*** Data for review ***

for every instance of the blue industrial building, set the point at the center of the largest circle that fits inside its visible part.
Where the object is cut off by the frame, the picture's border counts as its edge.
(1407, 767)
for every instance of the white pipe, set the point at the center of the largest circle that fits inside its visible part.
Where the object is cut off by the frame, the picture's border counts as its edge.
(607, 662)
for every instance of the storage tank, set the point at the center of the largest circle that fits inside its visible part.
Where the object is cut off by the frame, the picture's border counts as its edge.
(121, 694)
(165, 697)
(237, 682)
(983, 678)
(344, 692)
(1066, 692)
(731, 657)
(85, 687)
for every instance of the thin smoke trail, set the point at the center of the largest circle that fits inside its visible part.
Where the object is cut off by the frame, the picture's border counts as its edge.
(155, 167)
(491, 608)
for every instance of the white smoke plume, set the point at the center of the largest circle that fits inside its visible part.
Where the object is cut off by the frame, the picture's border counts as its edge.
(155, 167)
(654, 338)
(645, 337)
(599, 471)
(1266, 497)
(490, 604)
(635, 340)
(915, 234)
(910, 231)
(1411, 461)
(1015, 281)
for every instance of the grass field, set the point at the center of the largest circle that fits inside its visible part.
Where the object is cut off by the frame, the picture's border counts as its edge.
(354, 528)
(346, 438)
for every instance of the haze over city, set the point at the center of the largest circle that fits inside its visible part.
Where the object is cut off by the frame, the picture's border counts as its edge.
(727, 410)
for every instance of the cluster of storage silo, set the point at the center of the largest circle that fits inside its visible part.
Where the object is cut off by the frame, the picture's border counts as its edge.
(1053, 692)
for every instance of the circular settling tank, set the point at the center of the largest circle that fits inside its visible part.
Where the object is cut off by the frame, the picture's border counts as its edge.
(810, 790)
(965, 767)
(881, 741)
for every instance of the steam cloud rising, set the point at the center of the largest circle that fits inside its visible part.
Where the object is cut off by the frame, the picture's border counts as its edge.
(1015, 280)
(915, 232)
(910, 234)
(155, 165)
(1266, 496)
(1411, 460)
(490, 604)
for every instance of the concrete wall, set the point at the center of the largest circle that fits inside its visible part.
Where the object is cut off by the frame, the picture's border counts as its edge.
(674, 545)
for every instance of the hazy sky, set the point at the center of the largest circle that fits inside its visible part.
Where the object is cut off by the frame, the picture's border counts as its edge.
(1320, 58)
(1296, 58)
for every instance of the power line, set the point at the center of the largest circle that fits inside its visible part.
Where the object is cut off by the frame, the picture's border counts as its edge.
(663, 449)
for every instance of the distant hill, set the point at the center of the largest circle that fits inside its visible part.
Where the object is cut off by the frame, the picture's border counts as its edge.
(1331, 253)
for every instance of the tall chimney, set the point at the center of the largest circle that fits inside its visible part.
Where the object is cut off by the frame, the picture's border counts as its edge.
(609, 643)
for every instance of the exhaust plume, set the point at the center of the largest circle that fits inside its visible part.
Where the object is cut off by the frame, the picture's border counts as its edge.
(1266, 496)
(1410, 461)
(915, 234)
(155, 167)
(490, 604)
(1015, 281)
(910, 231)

***

§ Task instructions
Please report every line in the entries above that holds the string "white".

§ Written response
for every instance of the white pipe, set the point at the center of the largest circle that fits inside its visible part.
for every instance of the white smoke plume, set the point at the center of the largest circle that fits inside its visible part.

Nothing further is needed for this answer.